== What this task involves ==
Reproduce the entries that follow verbatim, down to the final line.

== Recorded information ==
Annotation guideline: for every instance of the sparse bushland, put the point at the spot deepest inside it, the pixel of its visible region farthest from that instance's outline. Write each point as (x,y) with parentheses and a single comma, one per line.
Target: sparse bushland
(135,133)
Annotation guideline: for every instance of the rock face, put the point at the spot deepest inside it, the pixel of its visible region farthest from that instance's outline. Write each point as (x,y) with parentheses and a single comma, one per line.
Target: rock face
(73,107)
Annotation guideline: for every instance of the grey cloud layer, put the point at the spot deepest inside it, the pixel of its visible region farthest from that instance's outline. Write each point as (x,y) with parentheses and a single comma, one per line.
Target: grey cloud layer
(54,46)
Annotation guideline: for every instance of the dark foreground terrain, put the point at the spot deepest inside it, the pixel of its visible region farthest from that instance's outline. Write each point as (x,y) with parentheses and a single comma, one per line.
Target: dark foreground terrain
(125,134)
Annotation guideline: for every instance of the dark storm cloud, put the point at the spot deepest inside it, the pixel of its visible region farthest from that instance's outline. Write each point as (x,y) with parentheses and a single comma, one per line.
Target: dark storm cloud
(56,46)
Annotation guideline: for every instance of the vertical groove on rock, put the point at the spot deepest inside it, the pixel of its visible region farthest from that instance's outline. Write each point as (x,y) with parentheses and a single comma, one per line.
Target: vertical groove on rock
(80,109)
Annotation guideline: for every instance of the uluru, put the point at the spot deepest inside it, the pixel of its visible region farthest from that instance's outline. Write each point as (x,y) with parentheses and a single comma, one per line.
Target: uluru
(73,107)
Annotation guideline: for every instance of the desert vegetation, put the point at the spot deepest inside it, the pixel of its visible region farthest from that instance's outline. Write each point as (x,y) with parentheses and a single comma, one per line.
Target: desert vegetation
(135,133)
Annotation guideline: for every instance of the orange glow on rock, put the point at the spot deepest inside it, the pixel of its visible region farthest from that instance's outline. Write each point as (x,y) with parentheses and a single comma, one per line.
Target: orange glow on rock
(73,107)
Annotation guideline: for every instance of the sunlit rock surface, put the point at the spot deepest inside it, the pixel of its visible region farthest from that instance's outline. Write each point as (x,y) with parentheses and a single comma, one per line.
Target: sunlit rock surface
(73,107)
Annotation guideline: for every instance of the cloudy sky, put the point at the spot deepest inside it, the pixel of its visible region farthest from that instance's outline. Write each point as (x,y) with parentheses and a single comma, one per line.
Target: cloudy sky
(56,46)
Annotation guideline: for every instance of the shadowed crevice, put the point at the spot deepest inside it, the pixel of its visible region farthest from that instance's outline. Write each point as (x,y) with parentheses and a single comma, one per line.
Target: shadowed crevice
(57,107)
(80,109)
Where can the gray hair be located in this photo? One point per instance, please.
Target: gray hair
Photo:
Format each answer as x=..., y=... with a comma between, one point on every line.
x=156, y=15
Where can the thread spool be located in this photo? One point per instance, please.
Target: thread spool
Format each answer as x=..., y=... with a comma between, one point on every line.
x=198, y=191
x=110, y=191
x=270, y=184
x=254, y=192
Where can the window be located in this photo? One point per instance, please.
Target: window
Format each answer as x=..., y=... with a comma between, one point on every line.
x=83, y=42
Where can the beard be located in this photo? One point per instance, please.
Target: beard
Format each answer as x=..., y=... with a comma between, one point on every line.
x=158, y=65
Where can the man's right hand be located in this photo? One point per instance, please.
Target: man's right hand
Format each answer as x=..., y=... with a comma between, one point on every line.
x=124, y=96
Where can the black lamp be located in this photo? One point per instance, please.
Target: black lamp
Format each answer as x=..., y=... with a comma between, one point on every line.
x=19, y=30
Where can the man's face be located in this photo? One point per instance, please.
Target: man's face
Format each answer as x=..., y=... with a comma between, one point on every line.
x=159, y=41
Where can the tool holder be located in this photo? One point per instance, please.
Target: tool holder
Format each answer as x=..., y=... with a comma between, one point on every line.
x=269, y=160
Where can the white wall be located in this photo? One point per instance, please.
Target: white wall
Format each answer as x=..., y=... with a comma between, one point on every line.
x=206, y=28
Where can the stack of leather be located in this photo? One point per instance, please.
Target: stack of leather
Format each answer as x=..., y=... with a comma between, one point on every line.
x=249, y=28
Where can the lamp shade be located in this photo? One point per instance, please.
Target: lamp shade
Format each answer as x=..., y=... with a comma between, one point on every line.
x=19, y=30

== Solution for this exercise ==
Annotation guideline: for every instance of the sparse bushland, put the point at the spot deepest inside it, the pixel of its visible region farthest from that instance's outline. Write each point as (x,y) with parentheses and a single comma, one per line.
Target: sparse bushland
(135,133)
Annotation guideline: for every instance of the rock face, put the point at the spot deepest inside it, the pixel of its visible region farthest from that instance's outline. Write each point as (x,y) with parentheses and a single comma, one per line.
Target: rock face
(73,107)
Annotation guideline: for every instance of the grey cloud layer, put the point at the spot deepest inside it, the pixel of its visible region farthest from that instance's outline. Write each point as (x,y) with parentheses and a single comma, one per line.
Target: grey cloud layer
(54,46)
Annotation guideline: for every instance of the dark foreground terrain, put the point at the spot deepest inside it, the pixel of its visible region farthest from that instance's outline. Write each point as (x,y) with parentheses and a single comma, one per line.
Target: dark foreground terrain
(125,134)
Annotation guideline: for every instance of the dark storm cloud, put the point at the spot deepest inside it, the pixel of its visible region farthest from that instance's outline. Write each point as (x,y) with parentheses and a single comma, one per line.
Target: dark storm cloud
(56,46)
Annotation guideline: for every instance of the vertical groove on rock, put the point at the spot deepest inside it, the pixel of its visible region farthest from that instance's outline. Write each point as (x,y) with parentheses and a single comma, one per line.
Target: vertical groove on rock
(80,109)
Annotation guideline: for every instance of the uluru, put the point at the spot deepest inside it, the pixel of its visible region farthest from that instance's outline. Write each point as (x,y) with parentheses and a single comma, one per line.
Target: uluru
(73,107)
Annotation guideline: for every instance of the desert vegetation, put the point at the spot deepest inside it, the pixel of its visible region farthest from that instance's outline. Write each point as (x,y) with parentheses and a single comma, one per line.
Target: desert vegetation
(135,133)
Annotation guideline: for every instance of the orange glow on rock, put the point at the spot deepest inside it, the pixel of its visible region farthest from that instance's outline. Write each point as (x,y) with parentheses and a single comma, one per line.
Target: orange glow on rock
(73,107)
Annotation guideline: for every instance of the sunlit rock surface, put the point at the spot deepest inside it, the pixel of its visible region farthest from that instance's outline. Write each point as (x,y) with parentheses and a single comma, one per line.
Target: sunlit rock surface
(73,107)
Annotation guideline: for every instance of the cloudy sky, put the point at the spot deepest inside it, the pixel of its visible region farthest from that instance's outline. Write each point as (x,y) with parentheses and a single comma, one per line.
Target: cloudy sky
(56,46)
Annotation guideline: for every instance of the shadowed crevice, put the point at the spot deepest inside it, the pixel of its visible region farthest from that instance's outline. Write each point as (x,y) with parentheses and a single comma, one per line.
Target: shadowed crevice
(57,107)
(80,109)
Where can the gray hair be located in this photo? One point per instance, please.
Target: gray hair
Photo:
Format each answer as x=..., y=... with a comma between, one point on every line.
x=156, y=15
Where can the thread spool be located in this photo? One point per instance, please.
Target: thread spool
Format each answer as x=..., y=... with a comma between, one point on every line.
x=198, y=191
x=110, y=191
x=270, y=184
x=254, y=192
Where can the window be located in this photo? One point per instance, please.
Target: window
Format each answer as x=..., y=... with a comma between, one point on every line.
x=83, y=42
Where can the beard be located in this photo? One point per instance, please.
Target: beard
Format each answer as x=..., y=... with a comma between, one point on every line.
x=158, y=65
Where can the man's right hand be located in this photo? One point per instance, please.
Target: man's right hand
Format each answer as x=..., y=... with a comma between, one point on every line.
x=124, y=96
Where can the black lamp be located in this photo? One point per instance, please.
Target: black lamp
Format each answer as x=..., y=... with a comma between, one point on every line.
x=19, y=30
Where can the man's face be located in this photo? One point per instance, please.
Target: man's face
Format each answer as x=..., y=... with a comma between, one point on every line.
x=159, y=41
Where can the tool holder be located in this photo? One point per instance, please.
Target: tool holder
Format each answer as x=..., y=... with a comma between, one point on every line.
x=269, y=160
Where can the white wall be located in this photo? One point per instance, please.
Target: white wall
Format each answer as x=..., y=... with a comma between, one point on every line.
x=206, y=28
Where can the stack of leather be located in this photo? One point per instance, please.
Target: stack of leather
Format each answer as x=..., y=... with a comma between, one point on every line.
x=249, y=28
Where can the lamp shade be located in this photo? One point per instance, please.
Target: lamp shade
Format each answer as x=..., y=... with a comma between, one point on every line.
x=19, y=30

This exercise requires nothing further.